** Start **
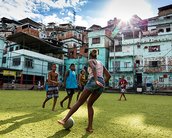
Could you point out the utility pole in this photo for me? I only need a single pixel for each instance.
(133, 60)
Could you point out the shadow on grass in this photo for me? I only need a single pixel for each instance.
(60, 134)
(18, 121)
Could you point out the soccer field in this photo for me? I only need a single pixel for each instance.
(141, 116)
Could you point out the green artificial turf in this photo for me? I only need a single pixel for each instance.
(141, 116)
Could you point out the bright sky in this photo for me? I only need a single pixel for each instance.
(88, 12)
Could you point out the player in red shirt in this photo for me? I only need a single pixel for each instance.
(122, 84)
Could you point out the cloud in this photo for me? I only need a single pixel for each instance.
(121, 9)
(18, 9)
(124, 9)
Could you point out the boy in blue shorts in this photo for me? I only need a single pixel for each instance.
(70, 83)
(122, 84)
(52, 87)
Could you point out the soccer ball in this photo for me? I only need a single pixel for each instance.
(69, 123)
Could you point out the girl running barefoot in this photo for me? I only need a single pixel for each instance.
(92, 90)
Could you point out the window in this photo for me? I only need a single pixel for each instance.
(117, 66)
(50, 65)
(16, 61)
(74, 45)
(154, 63)
(28, 63)
(11, 49)
(161, 30)
(138, 46)
(96, 40)
(126, 64)
(138, 62)
(17, 47)
(118, 48)
(161, 79)
(154, 48)
(4, 60)
(168, 29)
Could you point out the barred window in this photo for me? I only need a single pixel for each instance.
(154, 48)
(16, 61)
(28, 63)
(96, 40)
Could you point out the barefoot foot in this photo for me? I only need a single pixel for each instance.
(61, 122)
(43, 105)
(90, 130)
(61, 104)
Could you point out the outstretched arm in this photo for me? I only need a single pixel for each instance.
(66, 75)
(107, 74)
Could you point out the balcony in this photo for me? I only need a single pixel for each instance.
(150, 39)
(159, 22)
(121, 54)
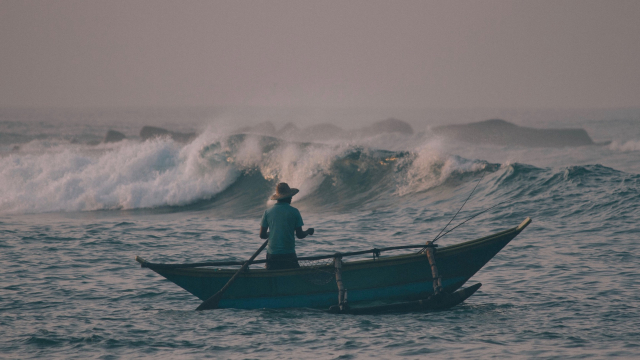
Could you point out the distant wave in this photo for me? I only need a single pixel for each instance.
(161, 173)
(627, 146)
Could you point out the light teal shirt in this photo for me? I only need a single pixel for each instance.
(281, 219)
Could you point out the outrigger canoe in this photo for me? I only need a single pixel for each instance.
(384, 283)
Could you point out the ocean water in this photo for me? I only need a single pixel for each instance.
(75, 212)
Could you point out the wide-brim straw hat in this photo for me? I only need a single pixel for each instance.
(283, 191)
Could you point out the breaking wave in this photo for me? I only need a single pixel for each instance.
(236, 174)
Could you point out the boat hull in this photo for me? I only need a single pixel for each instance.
(384, 280)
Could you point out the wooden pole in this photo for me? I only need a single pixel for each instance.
(212, 302)
(341, 290)
(437, 281)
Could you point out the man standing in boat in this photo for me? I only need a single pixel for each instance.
(279, 224)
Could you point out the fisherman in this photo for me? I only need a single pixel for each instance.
(279, 223)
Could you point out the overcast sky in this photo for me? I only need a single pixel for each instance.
(364, 53)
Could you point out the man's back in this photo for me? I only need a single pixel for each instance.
(282, 219)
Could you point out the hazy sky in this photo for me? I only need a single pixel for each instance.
(419, 54)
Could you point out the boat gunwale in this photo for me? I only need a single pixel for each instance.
(353, 265)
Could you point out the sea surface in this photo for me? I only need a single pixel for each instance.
(74, 213)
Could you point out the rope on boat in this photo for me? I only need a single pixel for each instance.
(342, 292)
(375, 251)
(454, 216)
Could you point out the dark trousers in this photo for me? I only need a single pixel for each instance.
(282, 261)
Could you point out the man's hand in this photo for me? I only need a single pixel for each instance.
(300, 234)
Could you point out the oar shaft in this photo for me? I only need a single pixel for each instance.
(212, 302)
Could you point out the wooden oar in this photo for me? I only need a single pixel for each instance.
(212, 302)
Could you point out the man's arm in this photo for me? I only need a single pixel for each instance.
(300, 234)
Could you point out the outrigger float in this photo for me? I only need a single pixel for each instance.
(428, 280)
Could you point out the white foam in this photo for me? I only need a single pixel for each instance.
(125, 176)
(631, 145)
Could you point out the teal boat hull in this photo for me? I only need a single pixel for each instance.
(383, 280)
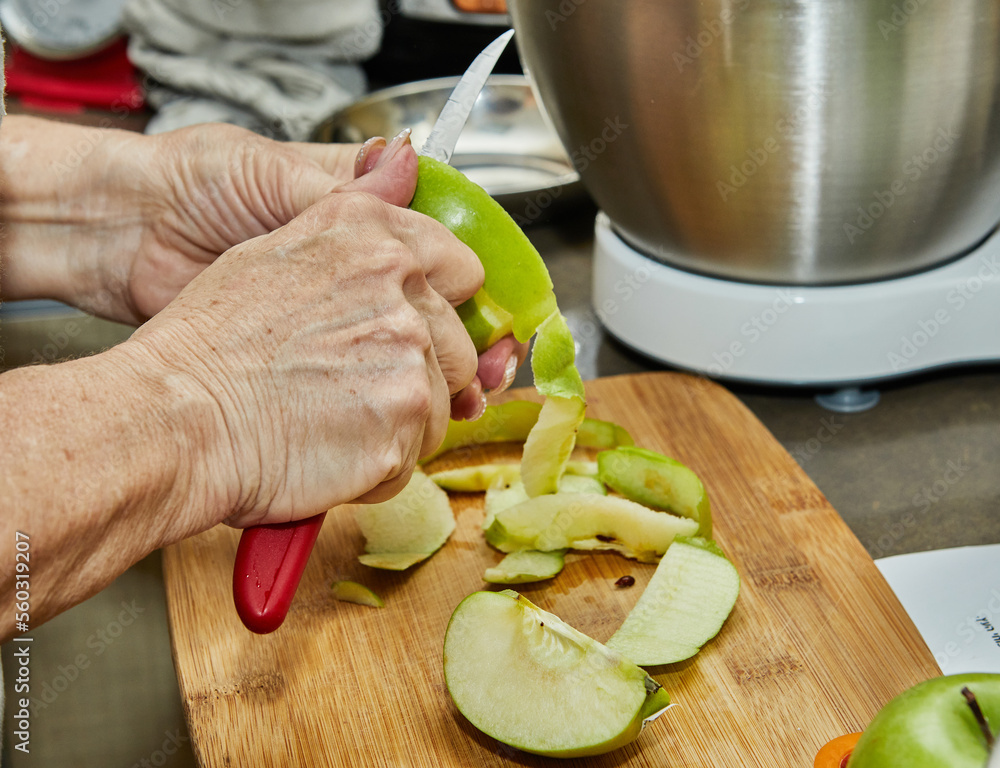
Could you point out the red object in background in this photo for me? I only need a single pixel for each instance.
(103, 80)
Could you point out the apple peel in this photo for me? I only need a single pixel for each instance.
(407, 528)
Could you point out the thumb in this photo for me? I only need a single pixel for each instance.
(388, 172)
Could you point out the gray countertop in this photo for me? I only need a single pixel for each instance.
(917, 472)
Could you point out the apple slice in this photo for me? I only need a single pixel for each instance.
(478, 477)
(407, 528)
(352, 592)
(595, 433)
(482, 477)
(531, 681)
(526, 566)
(506, 422)
(656, 481)
(690, 595)
(586, 521)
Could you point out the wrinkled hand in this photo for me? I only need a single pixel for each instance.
(497, 365)
(331, 347)
(196, 192)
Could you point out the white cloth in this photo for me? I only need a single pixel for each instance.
(277, 67)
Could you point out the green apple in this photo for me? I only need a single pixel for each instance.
(531, 681)
(548, 447)
(689, 596)
(587, 521)
(526, 566)
(595, 433)
(932, 725)
(512, 421)
(408, 528)
(352, 592)
(506, 422)
(657, 481)
(477, 477)
(517, 294)
(504, 496)
(482, 477)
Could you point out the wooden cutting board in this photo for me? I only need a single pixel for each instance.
(816, 645)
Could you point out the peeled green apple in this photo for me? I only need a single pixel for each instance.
(408, 528)
(352, 592)
(526, 566)
(529, 680)
(932, 725)
(657, 481)
(587, 521)
(689, 597)
(517, 294)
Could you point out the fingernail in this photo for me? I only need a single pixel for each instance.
(509, 372)
(399, 141)
(375, 142)
(481, 409)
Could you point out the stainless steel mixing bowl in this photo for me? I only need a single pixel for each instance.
(807, 142)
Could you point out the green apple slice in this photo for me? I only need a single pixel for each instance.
(517, 290)
(526, 566)
(595, 433)
(500, 497)
(689, 597)
(531, 681)
(407, 528)
(352, 592)
(586, 521)
(506, 422)
(477, 477)
(550, 444)
(656, 481)
(481, 477)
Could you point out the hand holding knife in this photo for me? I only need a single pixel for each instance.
(270, 559)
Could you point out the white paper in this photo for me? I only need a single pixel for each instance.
(953, 598)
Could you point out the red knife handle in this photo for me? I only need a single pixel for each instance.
(269, 564)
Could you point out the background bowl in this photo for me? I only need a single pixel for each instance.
(507, 147)
(778, 141)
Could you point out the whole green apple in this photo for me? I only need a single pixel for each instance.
(934, 724)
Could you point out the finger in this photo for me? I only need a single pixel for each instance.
(454, 353)
(498, 365)
(336, 159)
(470, 403)
(389, 174)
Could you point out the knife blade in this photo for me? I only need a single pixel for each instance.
(270, 559)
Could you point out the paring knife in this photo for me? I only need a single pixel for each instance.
(270, 558)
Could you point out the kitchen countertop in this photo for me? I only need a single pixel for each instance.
(917, 472)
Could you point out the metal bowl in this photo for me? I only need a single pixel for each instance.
(507, 147)
(779, 141)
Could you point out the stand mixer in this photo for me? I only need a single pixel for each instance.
(791, 192)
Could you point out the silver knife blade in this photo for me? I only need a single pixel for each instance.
(440, 144)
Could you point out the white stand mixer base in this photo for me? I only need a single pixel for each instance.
(791, 335)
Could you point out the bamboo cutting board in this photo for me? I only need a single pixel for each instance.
(816, 644)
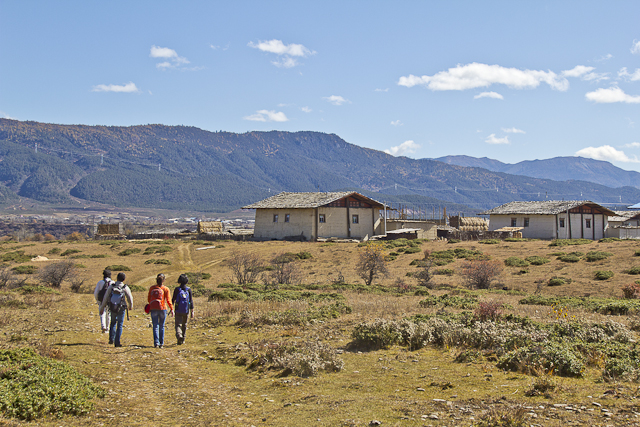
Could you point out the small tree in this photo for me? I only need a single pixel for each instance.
(245, 267)
(54, 274)
(371, 263)
(480, 274)
(284, 271)
(425, 275)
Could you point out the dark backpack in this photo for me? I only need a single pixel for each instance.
(118, 301)
(182, 301)
(155, 298)
(105, 286)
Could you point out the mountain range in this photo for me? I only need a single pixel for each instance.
(557, 168)
(179, 167)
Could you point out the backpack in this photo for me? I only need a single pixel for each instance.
(117, 302)
(105, 285)
(182, 302)
(155, 298)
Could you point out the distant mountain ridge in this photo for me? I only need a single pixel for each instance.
(178, 167)
(557, 168)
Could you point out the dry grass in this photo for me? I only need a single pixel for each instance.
(203, 383)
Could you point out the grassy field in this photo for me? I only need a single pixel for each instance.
(328, 351)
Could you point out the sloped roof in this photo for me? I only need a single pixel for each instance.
(547, 207)
(306, 200)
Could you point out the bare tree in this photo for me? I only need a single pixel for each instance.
(425, 275)
(371, 263)
(54, 274)
(245, 267)
(480, 274)
(283, 271)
** End **
-- TASK TO CARRY OUT --
Copy the rows starting at the line that contains "Could you point out the grassy" and ending with the final row, keeping every line unchanged.

-- CORRECT OUTPUT --
Could you point out the grassy field in this photo for me? I only need a single pixel for each instance.
(328, 351)
Could you point out the sloped roof in this photo for me? I only need a single pixel for each instance.
(547, 207)
(306, 200)
Could you point out the bare tree in this photo for me? I only need a single pixel for each instance.
(425, 275)
(371, 263)
(54, 274)
(245, 267)
(480, 274)
(283, 271)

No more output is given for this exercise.